Quote the records below line for line, leaving out the pictures.

MATERIAL FOR THE TASK:

++++++++++++++++++++

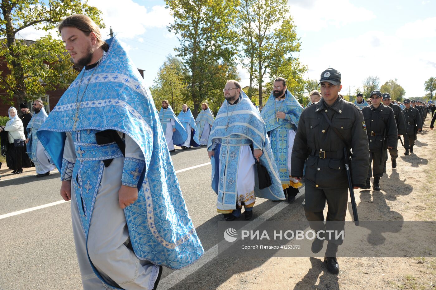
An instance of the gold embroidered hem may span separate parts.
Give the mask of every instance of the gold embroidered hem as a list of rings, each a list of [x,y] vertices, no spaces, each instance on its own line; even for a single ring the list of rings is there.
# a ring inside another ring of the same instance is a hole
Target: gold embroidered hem
[[[294,180],[296,180],[296,179],[294,179]],[[302,183],[301,182],[300,182],[299,181],[296,182],[294,182],[292,179],[289,181],[289,184],[282,185],[282,187],[283,188],[283,190],[285,190],[286,189],[288,188],[289,187],[293,187],[294,188],[300,188],[302,186],[303,186],[303,183]]]
[[[245,206],[246,204],[250,205],[252,203],[254,204],[256,198],[254,196],[254,190],[245,195],[239,196],[236,200],[236,202],[238,206],[241,206],[243,205],[245,206]]]

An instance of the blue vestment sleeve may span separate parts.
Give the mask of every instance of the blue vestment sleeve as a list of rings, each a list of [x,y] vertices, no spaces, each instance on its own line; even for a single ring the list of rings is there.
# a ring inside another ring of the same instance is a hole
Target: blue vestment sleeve
[[[76,152],[71,132],[66,132],[67,135],[64,147],[64,155],[62,158],[61,169],[61,181],[71,181],[73,169],[76,162]]]
[[[123,169],[121,183],[130,187],[137,187],[140,177],[145,170],[145,159],[142,150],[128,135],[126,135],[126,158]]]

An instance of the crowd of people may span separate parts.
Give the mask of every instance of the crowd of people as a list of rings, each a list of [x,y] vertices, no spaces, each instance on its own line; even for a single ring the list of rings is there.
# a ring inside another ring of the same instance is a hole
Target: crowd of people
[[[22,173],[23,167],[34,166],[36,177],[48,175],[56,166],[37,136],[38,129],[48,117],[44,103],[40,99],[33,101],[33,114],[25,103],[20,104],[20,108],[21,116],[19,117],[16,108],[11,107],[9,121],[0,127],[1,153],[6,158],[6,166],[13,170],[13,174]],[[1,165],[0,162],[0,167]]]
[[[366,101],[358,95],[347,102],[339,94],[341,74],[331,68],[304,108],[279,77],[261,110],[229,80],[215,118],[205,103],[195,119],[186,104],[176,116],[166,100],[158,113],[116,38],[102,40],[96,24],[81,14],[64,19],[58,30],[84,69],[48,116],[40,100],[33,115],[23,105],[21,119],[11,107],[1,144],[16,174],[27,155],[37,176],[59,170],[61,195],[72,201],[85,289],[156,289],[163,266],[181,269],[204,253],[171,159],[174,145],[207,146],[217,211],[225,220],[242,213],[250,219],[257,198],[293,202],[304,179],[306,217],[319,233],[329,221],[344,220],[350,184],[369,189],[374,177],[372,189],[380,190],[388,150],[395,168],[400,137],[404,154],[413,153],[427,113],[434,115],[432,129],[436,116],[434,106],[408,99],[396,105],[377,90]],[[342,240],[321,236],[312,250],[319,252],[327,240],[327,269],[337,274]]]

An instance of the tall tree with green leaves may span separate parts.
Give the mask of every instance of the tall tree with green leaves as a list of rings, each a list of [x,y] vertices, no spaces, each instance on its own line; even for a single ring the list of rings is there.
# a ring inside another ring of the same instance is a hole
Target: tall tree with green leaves
[[[161,102],[165,99],[168,100],[176,114],[185,103],[188,106],[191,105],[192,102],[188,104],[189,102],[187,102],[185,98],[186,88],[183,62],[177,57],[168,55],[164,64],[159,67],[151,88],[152,95],[155,100],[158,110],[160,108]]]
[[[362,85],[363,87],[363,94],[364,98],[369,98],[371,92],[375,90],[380,88],[380,79],[378,77],[370,75],[363,81]]]
[[[2,0],[0,11],[0,58],[10,71],[0,74],[0,89],[6,91],[1,98],[8,103],[36,98],[58,86],[67,87],[77,74],[61,41],[47,35],[29,42],[16,38],[17,34],[31,27],[48,31],[62,18],[77,13],[104,27],[101,12],[86,0]]]
[[[197,111],[209,98],[211,74],[220,62],[235,61],[237,35],[234,28],[238,0],[166,0],[174,23],[168,27],[180,42],[176,49],[188,72],[188,89]]]
[[[397,83],[397,79],[390,80],[382,85],[380,91],[382,93],[388,93],[392,100],[402,101],[406,91]]]
[[[433,92],[436,90],[436,78],[432,77],[424,83],[424,89],[429,92],[429,99],[433,99]]]
[[[260,105],[263,87],[277,73],[278,67],[298,61],[292,54],[300,51],[300,44],[292,17],[286,16],[289,11],[286,0],[242,0],[238,8],[243,66],[250,75],[250,88],[253,83],[258,87]]]

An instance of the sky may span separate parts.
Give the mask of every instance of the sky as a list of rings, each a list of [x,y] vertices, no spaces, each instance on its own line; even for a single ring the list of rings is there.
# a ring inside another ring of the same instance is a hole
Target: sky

++++++++++++++++++++

OUTPUT FOR THIS TASK:
An instance of the gold embroidered hem may span separate parts.
Give the mask of every instance of the gold embroidered hem as a list of rings, each a list of [x,y] vertices, no spaces, each instance on its own line; even for a single ring the list of rings is there.
# a ring inside another ring of the same instance is a hole
Target: gold embroidered hem
[[[294,180],[296,180],[296,179],[294,179]],[[302,183],[301,182],[300,182],[299,181],[296,182],[294,182],[292,179],[289,181],[289,184],[282,185],[282,187],[283,188],[283,190],[285,190],[286,189],[288,188],[289,187],[293,187],[294,188],[300,188],[302,186],[303,186],[303,183]]]
[[[245,206],[246,204],[250,205],[252,203],[254,204],[256,198],[254,196],[254,190],[245,195],[239,196],[236,200],[236,202],[238,206],[241,206],[243,205],[245,206]]]

An instance of the blue vestment sleeve may span separate parts.
Give the mask of every instance of the blue vestment sleeve as a list of rings, each a list of [x,y] vertices, no spaces, each instance on its own line; even for a single ring the list of rings is there.
# a ring inside another ring of the same instance is a hole
Target: blue vestment sleeve
[[[76,152],[71,132],[66,132],[67,135],[64,147],[64,155],[62,158],[61,169],[61,181],[71,181],[73,169],[76,162]]]
[[[123,169],[121,183],[130,187],[137,187],[140,177],[145,170],[145,159],[142,150],[128,135],[126,135],[126,158]]]

An instance of the crowd of people may span separate parts.
Give the mask of every instance of the crowd of people as a list of rings, each a list of [x,y] vertices, no spaces, each instance on its own line; even for a single ring the list of rings is there.
# a ring inside another ring of the same instance is a hole
Target: crowd of people
[[[22,173],[23,167],[34,166],[36,177],[48,175],[56,166],[37,136],[38,129],[48,117],[44,103],[40,99],[33,101],[33,114],[25,103],[20,104],[20,108],[21,116],[19,117],[16,108],[11,107],[9,121],[0,127],[1,153],[6,158],[6,166],[13,170],[13,174]],[[1,165],[0,162],[0,167]]]
[[[366,101],[358,95],[347,102],[339,94],[341,74],[331,68],[304,108],[279,77],[261,110],[229,80],[215,118],[205,103],[195,119],[186,104],[176,116],[166,100],[158,113],[116,38],[102,40],[96,24],[81,14],[64,19],[58,30],[84,69],[48,116],[40,100],[33,115],[23,105],[21,119],[11,107],[1,144],[16,174],[27,155],[37,176],[59,170],[61,195],[72,201],[85,289],[156,289],[163,266],[181,269],[204,253],[171,159],[174,145],[207,146],[217,211],[225,220],[242,213],[250,219],[257,198],[293,202],[304,179],[306,217],[319,233],[329,221],[344,220],[350,184],[369,189],[374,177],[372,189],[380,190],[388,150],[395,168],[400,137],[404,154],[413,153],[427,113],[434,115],[432,129],[436,116],[434,106],[408,99],[396,105],[377,90]],[[342,240],[321,236],[312,250],[319,252],[327,240],[327,269],[337,274]]]

An instance of the tall tree with green leaves may span separate parts.
Give the mask of every instance of the tall tree with green leaves as a list of rings, each a list of [x,y] vertices, no spaces, each instance on its own line; even for a single ring the list of rings is there.
# a ring inside another ring of the same instance is a hole
Target: tall tree with green leaves
[[[161,102],[165,99],[168,100],[176,114],[185,103],[188,106],[191,105],[192,102],[188,104],[189,102],[187,102],[185,98],[186,88],[183,62],[177,57],[168,55],[164,64],[159,67],[151,88],[152,95],[155,100],[158,110],[160,108]]]
[[[362,85],[363,87],[363,94],[364,98],[369,98],[371,92],[375,90],[380,88],[380,79],[378,77],[370,75],[363,81]]]
[[[2,0],[0,11],[0,58],[10,71],[0,74],[0,89],[6,91],[1,98],[8,103],[36,98],[58,86],[67,87],[77,74],[61,41],[47,35],[29,42],[16,38],[17,34],[31,27],[48,31],[62,18],[77,13],[104,27],[101,12],[86,0]]]
[[[197,111],[209,98],[211,74],[220,62],[235,61],[237,35],[234,28],[238,0],[166,0],[174,23],[168,27],[180,42],[176,49],[188,72],[188,89]]]
[[[397,83],[397,79],[390,80],[382,85],[380,91],[382,93],[388,93],[392,100],[402,101],[406,91]]]
[[[433,92],[436,90],[436,78],[432,77],[424,83],[424,89],[429,92],[429,99],[433,99]]]
[[[260,105],[263,87],[277,73],[278,67],[298,61],[292,54],[300,51],[300,44],[292,17],[286,16],[289,11],[286,0],[242,0],[238,8],[243,66],[250,75],[250,88],[253,83],[258,87]]]

An instance of the sky may span separate parts.
Give the mask of every instance of the sky as a list of rings, each a list of [x,y] vertices, no spaces, each instance on its own line; even for a single ring the list of rings is there.
# a ring inside another ring of the same instance is a hole
Target: sky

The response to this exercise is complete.